Material for this exercise START

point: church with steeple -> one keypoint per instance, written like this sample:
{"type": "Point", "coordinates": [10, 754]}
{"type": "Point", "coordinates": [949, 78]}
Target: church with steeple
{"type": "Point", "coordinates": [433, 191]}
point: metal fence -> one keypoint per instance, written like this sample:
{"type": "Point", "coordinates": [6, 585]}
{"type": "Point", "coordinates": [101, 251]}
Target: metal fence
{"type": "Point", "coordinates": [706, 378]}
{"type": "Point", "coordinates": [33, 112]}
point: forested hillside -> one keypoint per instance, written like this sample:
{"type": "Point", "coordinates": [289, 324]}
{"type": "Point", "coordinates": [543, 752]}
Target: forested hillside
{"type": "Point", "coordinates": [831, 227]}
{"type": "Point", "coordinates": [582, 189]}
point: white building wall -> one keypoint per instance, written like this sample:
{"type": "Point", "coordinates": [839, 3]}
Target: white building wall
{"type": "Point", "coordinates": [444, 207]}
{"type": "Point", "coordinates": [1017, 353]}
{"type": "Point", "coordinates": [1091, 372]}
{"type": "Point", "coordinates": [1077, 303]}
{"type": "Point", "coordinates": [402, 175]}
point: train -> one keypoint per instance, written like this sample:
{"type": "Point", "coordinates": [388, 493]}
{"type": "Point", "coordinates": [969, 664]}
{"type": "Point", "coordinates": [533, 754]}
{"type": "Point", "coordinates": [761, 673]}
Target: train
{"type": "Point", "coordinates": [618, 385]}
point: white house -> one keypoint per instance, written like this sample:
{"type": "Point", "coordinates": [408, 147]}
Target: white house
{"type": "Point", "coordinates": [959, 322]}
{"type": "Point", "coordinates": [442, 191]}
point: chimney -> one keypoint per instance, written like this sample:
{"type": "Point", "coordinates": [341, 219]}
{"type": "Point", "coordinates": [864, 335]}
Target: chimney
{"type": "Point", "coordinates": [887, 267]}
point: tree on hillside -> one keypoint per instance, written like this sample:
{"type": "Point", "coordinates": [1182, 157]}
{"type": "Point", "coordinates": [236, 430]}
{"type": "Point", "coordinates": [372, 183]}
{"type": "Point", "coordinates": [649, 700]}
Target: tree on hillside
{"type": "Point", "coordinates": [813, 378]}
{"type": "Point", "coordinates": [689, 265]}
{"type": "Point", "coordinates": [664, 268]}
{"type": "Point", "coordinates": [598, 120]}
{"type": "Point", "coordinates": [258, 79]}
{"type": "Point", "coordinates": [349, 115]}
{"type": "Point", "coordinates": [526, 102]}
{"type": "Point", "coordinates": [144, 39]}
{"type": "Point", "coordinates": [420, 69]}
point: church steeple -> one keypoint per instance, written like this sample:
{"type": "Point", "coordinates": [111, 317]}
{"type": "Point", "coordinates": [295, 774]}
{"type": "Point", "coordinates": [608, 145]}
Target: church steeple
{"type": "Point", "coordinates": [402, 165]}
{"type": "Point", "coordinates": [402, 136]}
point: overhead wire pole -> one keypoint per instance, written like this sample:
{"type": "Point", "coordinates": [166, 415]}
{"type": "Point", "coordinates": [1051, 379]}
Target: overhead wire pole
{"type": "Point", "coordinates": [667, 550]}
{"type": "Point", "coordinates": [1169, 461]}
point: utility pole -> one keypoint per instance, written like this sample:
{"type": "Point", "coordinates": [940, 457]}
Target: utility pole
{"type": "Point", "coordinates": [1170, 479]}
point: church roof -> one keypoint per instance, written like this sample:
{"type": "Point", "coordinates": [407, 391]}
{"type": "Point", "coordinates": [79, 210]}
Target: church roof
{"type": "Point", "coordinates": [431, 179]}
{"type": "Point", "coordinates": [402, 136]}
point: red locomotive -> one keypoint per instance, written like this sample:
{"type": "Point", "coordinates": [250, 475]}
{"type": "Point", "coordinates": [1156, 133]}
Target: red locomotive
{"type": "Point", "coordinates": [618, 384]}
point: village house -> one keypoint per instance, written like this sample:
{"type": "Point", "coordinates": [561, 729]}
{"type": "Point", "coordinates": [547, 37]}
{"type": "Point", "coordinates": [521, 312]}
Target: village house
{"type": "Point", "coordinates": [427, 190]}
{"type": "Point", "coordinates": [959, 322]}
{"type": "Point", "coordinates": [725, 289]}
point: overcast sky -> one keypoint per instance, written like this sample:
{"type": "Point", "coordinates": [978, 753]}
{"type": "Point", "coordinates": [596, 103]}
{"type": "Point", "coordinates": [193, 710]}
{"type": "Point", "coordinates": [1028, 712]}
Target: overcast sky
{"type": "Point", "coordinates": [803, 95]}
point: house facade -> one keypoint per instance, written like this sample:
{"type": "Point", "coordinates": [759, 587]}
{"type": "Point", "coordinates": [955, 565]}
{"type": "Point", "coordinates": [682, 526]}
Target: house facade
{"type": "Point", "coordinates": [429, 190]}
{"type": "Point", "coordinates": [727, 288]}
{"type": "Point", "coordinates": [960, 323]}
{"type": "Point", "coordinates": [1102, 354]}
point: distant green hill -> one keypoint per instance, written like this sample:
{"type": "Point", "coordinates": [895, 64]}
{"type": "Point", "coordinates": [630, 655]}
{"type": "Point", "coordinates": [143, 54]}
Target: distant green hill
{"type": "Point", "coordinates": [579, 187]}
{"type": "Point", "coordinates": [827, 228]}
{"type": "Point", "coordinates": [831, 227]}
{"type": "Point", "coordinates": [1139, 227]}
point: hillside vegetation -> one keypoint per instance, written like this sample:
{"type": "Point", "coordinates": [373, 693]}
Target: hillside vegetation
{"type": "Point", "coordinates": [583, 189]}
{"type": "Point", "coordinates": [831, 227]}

Material for this exercise END

### What is needed
The records above need to be duplicated. Keep every word unchanged.

### Reply
point: church with steeple -> one keypoint per instance, written like this sample:
{"type": "Point", "coordinates": [10, 754]}
{"type": "Point", "coordinates": [949, 78]}
Target: church with steeple
{"type": "Point", "coordinates": [433, 191]}
point: metal fence -> one keypoint per instance, written like this sample:
{"type": "Point", "coordinates": [6, 585]}
{"type": "Point", "coordinates": [101, 251]}
Target: metal fence
{"type": "Point", "coordinates": [706, 378]}
{"type": "Point", "coordinates": [33, 112]}
point: forested hillside -> one keypoint per instance, written like this sample:
{"type": "Point", "coordinates": [289, 324]}
{"type": "Point", "coordinates": [543, 752]}
Target: forested hillside
{"type": "Point", "coordinates": [831, 227]}
{"type": "Point", "coordinates": [582, 189]}
point: white building wall -> one keypoint per instance, written like this sample:
{"type": "Point", "coordinates": [839, 3]}
Target: white building wall
{"type": "Point", "coordinates": [444, 207]}
{"type": "Point", "coordinates": [1017, 353]}
{"type": "Point", "coordinates": [1091, 372]}
{"type": "Point", "coordinates": [1077, 303]}
{"type": "Point", "coordinates": [402, 175]}
point: train -> one keypoint per instance, written like this sample:
{"type": "Point", "coordinates": [388, 493]}
{"type": "Point", "coordinates": [969, 664]}
{"type": "Point", "coordinates": [533, 754]}
{"type": "Point", "coordinates": [761, 673]}
Target: train
{"type": "Point", "coordinates": [618, 385]}
point: white house -> one keypoint per instance, written like this sample:
{"type": "Point", "coordinates": [408, 147]}
Target: white house
{"type": "Point", "coordinates": [959, 322]}
{"type": "Point", "coordinates": [442, 191]}
point: chimney -> one keypoint per instance, written like this sample:
{"type": "Point", "coordinates": [341, 219]}
{"type": "Point", "coordinates": [864, 335]}
Target: chimney
{"type": "Point", "coordinates": [887, 267]}
point: tree on hillside -> one keypoint per instance, written like this sample:
{"type": "Point", "coordinates": [1182, 157]}
{"type": "Point", "coordinates": [236, 430]}
{"type": "Point", "coordinates": [372, 183]}
{"type": "Point", "coordinates": [649, 700]}
Target: tree on hillside
{"type": "Point", "coordinates": [813, 378]}
{"type": "Point", "coordinates": [689, 265]}
{"type": "Point", "coordinates": [664, 268]}
{"type": "Point", "coordinates": [598, 120]}
{"type": "Point", "coordinates": [258, 79]}
{"type": "Point", "coordinates": [349, 115]}
{"type": "Point", "coordinates": [526, 102]}
{"type": "Point", "coordinates": [144, 39]}
{"type": "Point", "coordinates": [420, 69]}
point: church steeple -> one keypoint per instance, written like this sample:
{"type": "Point", "coordinates": [111, 317]}
{"type": "Point", "coordinates": [295, 774]}
{"type": "Point", "coordinates": [608, 145]}
Target: church steeple
{"type": "Point", "coordinates": [402, 165]}
{"type": "Point", "coordinates": [402, 136]}
point: overhead wire pole -> one keypoint per instance, written like this sample:
{"type": "Point", "coordinates": [166, 415]}
{"type": "Point", "coordinates": [1051, 379]}
Target: overhead wire pole
{"type": "Point", "coordinates": [667, 550]}
{"type": "Point", "coordinates": [1169, 461]}
point: utility pole -> one keypoint per instance, written like this sample:
{"type": "Point", "coordinates": [940, 457]}
Target: utility pole
{"type": "Point", "coordinates": [1170, 479]}
point: church roof -> one keypoint per instance, written like this sample:
{"type": "Point", "coordinates": [407, 391]}
{"type": "Point", "coordinates": [79, 210]}
Target: church roof
{"type": "Point", "coordinates": [431, 179]}
{"type": "Point", "coordinates": [402, 136]}
point: red locomotive -> one keypoint per instance, written like this sample:
{"type": "Point", "coordinates": [250, 475]}
{"type": "Point", "coordinates": [1156, 133]}
Target: red locomotive
{"type": "Point", "coordinates": [618, 384]}
point: village house -> one keypoint per instance, written like this sample:
{"type": "Point", "coordinates": [561, 729]}
{"type": "Point", "coordinates": [547, 37]}
{"type": "Point", "coordinates": [521, 312]}
Target: village house
{"type": "Point", "coordinates": [427, 190]}
{"type": "Point", "coordinates": [959, 322]}
{"type": "Point", "coordinates": [725, 289]}
point: overcast sky -> one keypoint per instance, written like this sample:
{"type": "Point", "coordinates": [978, 753]}
{"type": "Point", "coordinates": [596, 103]}
{"type": "Point", "coordinates": [193, 710]}
{"type": "Point", "coordinates": [1028, 712]}
Target: overcast sky
{"type": "Point", "coordinates": [803, 95]}
point: house facade -> one keypoint per instance, written like this sample:
{"type": "Point", "coordinates": [759, 587]}
{"type": "Point", "coordinates": [955, 565]}
{"type": "Point", "coordinates": [682, 526]}
Target: house facade
{"type": "Point", "coordinates": [429, 190]}
{"type": "Point", "coordinates": [727, 288]}
{"type": "Point", "coordinates": [960, 323]}
{"type": "Point", "coordinates": [1102, 354]}
point: distant green hill -> one keypoint per instance, written like this sample:
{"type": "Point", "coordinates": [895, 64]}
{"type": "Point", "coordinates": [630, 655]}
{"type": "Point", "coordinates": [143, 54]}
Target: distant green hill
{"type": "Point", "coordinates": [579, 187]}
{"type": "Point", "coordinates": [827, 228]}
{"type": "Point", "coordinates": [831, 227]}
{"type": "Point", "coordinates": [1139, 227]}
point: hillside vegetation -> one keypoint per instance, written like this sample:
{"type": "Point", "coordinates": [373, 693]}
Target: hillside vegetation
{"type": "Point", "coordinates": [583, 189]}
{"type": "Point", "coordinates": [831, 227]}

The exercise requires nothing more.